Directions for this task: Format the data below as a numbered list with blank lines omitted, and leave the pictures out of your answer.

═════ Data excerpts

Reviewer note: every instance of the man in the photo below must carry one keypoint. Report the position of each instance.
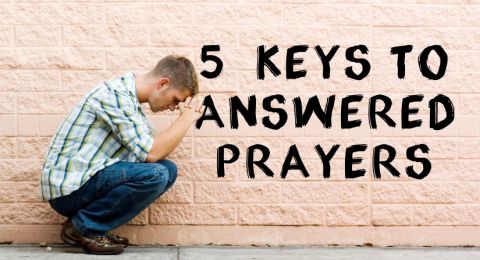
(105, 164)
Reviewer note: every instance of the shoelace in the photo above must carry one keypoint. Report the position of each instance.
(103, 239)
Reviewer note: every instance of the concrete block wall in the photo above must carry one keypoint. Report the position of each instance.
(52, 52)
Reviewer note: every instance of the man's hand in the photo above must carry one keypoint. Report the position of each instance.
(192, 108)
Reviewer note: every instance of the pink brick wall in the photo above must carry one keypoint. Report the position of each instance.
(54, 51)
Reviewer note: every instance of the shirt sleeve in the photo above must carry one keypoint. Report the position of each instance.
(119, 111)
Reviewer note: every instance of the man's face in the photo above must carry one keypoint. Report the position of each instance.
(166, 97)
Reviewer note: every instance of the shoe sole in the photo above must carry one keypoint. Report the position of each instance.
(69, 241)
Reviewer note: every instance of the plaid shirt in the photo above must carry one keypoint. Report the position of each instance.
(107, 126)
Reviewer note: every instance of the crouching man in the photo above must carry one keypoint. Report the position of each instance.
(105, 164)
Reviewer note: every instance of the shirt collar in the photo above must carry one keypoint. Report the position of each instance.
(129, 82)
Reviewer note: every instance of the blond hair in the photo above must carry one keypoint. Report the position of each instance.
(179, 70)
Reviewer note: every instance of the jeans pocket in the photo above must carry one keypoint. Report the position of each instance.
(110, 179)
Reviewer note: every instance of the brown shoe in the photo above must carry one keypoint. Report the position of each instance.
(118, 239)
(97, 245)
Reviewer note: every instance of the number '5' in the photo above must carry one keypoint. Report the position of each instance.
(217, 60)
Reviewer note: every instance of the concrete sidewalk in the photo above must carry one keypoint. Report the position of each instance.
(233, 252)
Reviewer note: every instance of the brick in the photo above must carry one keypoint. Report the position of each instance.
(28, 213)
(183, 151)
(215, 214)
(392, 215)
(337, 14)
(311, 192)
(162, 214)
(414, 15)
(426, 215)
(7, 14)
(140, 219)
(30, 80)
(185, 36)
(20, 191)
(467, 215)
(83, 80)
(33, 147)
(281, 215)
(20, 170)
(142, 13)
(8, 147)
(468, 192)
(82, 13)
(206, 147)
(47, 103)
(8, 125)
(108, 36)
(468, 148)
(143, 58)
(427, 192)
(28, 125)
(6, 35)
(34, 14)
(450, 38)
(206, 170)
(209, 192)
(347, 215)
(469, 104)
(41, 35)
(239, 14)
(180, 192)
(49, 124)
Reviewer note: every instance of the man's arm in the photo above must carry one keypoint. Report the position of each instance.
(165, 141)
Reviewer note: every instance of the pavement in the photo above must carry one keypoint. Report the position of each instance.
(236, 252)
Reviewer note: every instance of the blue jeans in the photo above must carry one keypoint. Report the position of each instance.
(115, 195)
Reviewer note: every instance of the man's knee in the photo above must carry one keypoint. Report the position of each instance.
(172, 169)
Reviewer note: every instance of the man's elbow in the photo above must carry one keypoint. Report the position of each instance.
(152, 157)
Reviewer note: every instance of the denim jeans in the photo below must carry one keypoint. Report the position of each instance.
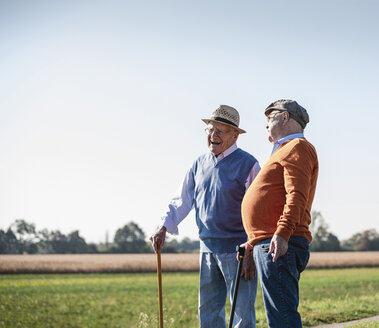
(217, 275)
(280, 280)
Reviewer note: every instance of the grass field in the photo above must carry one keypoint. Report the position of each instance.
(130, 300)
(113, 263)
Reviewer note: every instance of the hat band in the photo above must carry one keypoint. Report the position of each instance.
(223, 120)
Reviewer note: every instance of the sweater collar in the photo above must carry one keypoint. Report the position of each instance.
(280, 142)
(226, 153)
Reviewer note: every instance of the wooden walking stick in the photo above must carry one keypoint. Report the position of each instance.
(241, 253)
(159, 273)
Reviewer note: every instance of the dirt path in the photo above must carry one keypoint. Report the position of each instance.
(350, 323)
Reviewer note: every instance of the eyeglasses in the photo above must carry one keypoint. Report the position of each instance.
(220, 133)
(272, 115)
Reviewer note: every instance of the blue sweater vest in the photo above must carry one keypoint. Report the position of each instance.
(219, 189)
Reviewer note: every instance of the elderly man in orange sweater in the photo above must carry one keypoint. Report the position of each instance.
(276, 212)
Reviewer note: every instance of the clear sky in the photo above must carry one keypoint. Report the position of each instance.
(101, 101)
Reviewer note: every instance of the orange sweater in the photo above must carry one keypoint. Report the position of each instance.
(280, 198)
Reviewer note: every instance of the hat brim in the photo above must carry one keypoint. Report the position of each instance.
(206, 121)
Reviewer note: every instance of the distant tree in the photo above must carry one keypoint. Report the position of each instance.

══════════

Result for this task:
1. Reviewer note: every instance of the man in the photo below must carry one keypoint. Report the position of each instance.
2. (105, 164)
3. Reviewer note: every instance of the shoelace in the photo above must carry one keypoint. Report the position of each instance.
4. (103, 239)
5. Reviewer note: every instance of the concrete block wall in the photo above must carry one keypoint. Report the position of each instance.
6. (52, 52)
7. Reviewer note: every instance of the man's hand in the photo above must carry one keypoint. Report the position of each instance.
8. (192, 108)
9. Reviewer note: every instance of the pink brick wall in the photo above must carry one keypoint. Report the position of each instance.
10. (54, 51)
11. Reviewer note: every instance of the shirt sleeve in the photo above must carry one keypoint. Report the position of each instance.
12. (119, 111)
13. Reviewer note: every instance of the man's face in the photo above must carry one keypoint. Report the position of each instance.
14. (166, 97)
15. Reviewer note: every instance of the shoe sole in the photo above must carry one keypoint. Report the position of each instance.
16. (69, 241)
17. Reviewer note: every instance of the plaid shirt in the photo above must carry one keypoint. Report the position of each instance.
18. (107, 126)
19. Reviewer note: every instance of the crouching man in the photo above must carry one keypoint. Report the position of each instance.
20. (105, 164)
21. Reviewer note: every instance of the shirt collar in the photo above must carry one keypoint. Report the position of each instance.
22. (129, 82)
23. Reviewer note: every instance of the blond hair in the photo above must carry one keypoint. Report the position of each instance.
24. (179, 70)
25. Reviewer note: every instance of the jeans pocket in the photo above must carry one keypoint. Report the position of each instance.
26. (110, 179)
27. Reviewer note: every instance of the brown shoe in the photo above must carry one keypoint. Report the position of each instance.
28. (118, 239)
29. (97, 245)
30. Reviewer note: every instance of the number '5' in the photo above must carry one keypoint. Report the position of each instance.
31. (217, 60)
32. Reviewer note: every instance of the concrete sidewalk in the photo above must carry one keypoint. Report the position of each instance.
33. (233, 252)
34. Reviewer note: every instance of the brick in the photo above must carry one keypoint. Report the position of each instance.
35. (28, 213)
36. (183, 151)
37. (215, 214)
38. (392, 215)
39. (337, 14)
40. (311, 192)
41. (162, 214)
42. (414, 15)
43. (426, 215)
44. (7, 14)
45. (140, 219)
46. (30, 80)
47. (185, 36)
48. (20, 191)
49. (467, 215)
50. (83, 80)
51. (33, 147)
52. (281, 215)
53. (20, 170)
54. (142, 13)
55. (8, 147)
56. (468, 192)
57. (82, 13)
58. (206, 147)
59. (47, 103)
60. (8, 125)
61. (108, 36)
62. (468, 148)
63. (143, 58)
64. (427, 192)
65. (28, 125)
66. (6, 35)
67. (34, 14)
68. (450, 38)
69. (206, 170)
70. (209, 192)
71. (347, 215)
72. (469, 104)
73. (41, 35)
74. (239, 14)
75. (180, 192)
76. (49, 124)
77. Reviewer note: every instance of the man's arm in the photo above must carry one keypoint. Report the position of each instance.
78. (165, 141)
79. Reviewer note: every instance of the pavement in the photo above must carry one keypoint. Report the position of each instance.
80. (236, 252)
81. Reviewer note: every instance of the blue jeans in the photo above must carry one keypoint. Report the position of each instance.
82. (115, 195)
83. Reviewer note: every instance of the man's knee in the photo above must carry one keypoint. Report the position of each instance.
84. (172, 169)
85. Reviewer note: every instance of the man's elbow in the photo above must carry one keypoint. Report the position of each instance.
86. (152, 157)
87. Reviewer note: every instance of the denim jeans in the photo below must carry one keypoint. Report the position of each instance.
88. (217, 275)
89. (280, 280)
90. Reviewer note: every instance of the grass field in the photo above must carry one keypoint. Report the position of each instance.
91. (130, 300)
92. (113, 263)
93. Reviewer note: every instance of the hat band in the photo above must carry one keypoint. Report the position of each instance.
94. (223, 120)
95. Reviewer note: every instance of the sweater collar in the photo above must carry one keypoint. Report the position of each instance.
96. (280, 142)
97. (226, 153)
98. Reviewer note: every instance of the wooden walking stick in the photo above must carry one keypoint. Report the position of each instance.
99. (241, 253)
100. (159, 273)
101. Reviewer note: every instance of the dirt path in the photo above must carry one keypoint. Report the position of each instance.
102. (350, 323)
103. Reviewer note: every instance of the eyeglasses in the photo above must carry one keypoint. Report the position of each instance.
104. (220, 133)
105. (272, 115)
106. Reviewer note: every instance of the blue sweater vest in the photo above must carry one keypoint. Report the position of each instance.
107. (219, 189)
108. Reviewer note: every instance of the elderly man in orange sweater in the photo above must carry one keypoint. Report the position of each instance.
109. (276, 212)
110. Reviewer note: every instance of the clear sky in the photo above must carry one keypoint. Report the position of each instance.
111. (101, 101)
112. Reviewer note: every instance of the orange sweater in the photo above must carry one keypoint. Report the position of each instance.
113. (280, 198)
114. Reviewer note: every instance of the hat brim in the photo above must carry one keypoint. Report the position of each instance.
115. (206, 121)
116. Reviewer note: every instance of the distant tree in the photo above must carry one keypoint. Report the position of each instance.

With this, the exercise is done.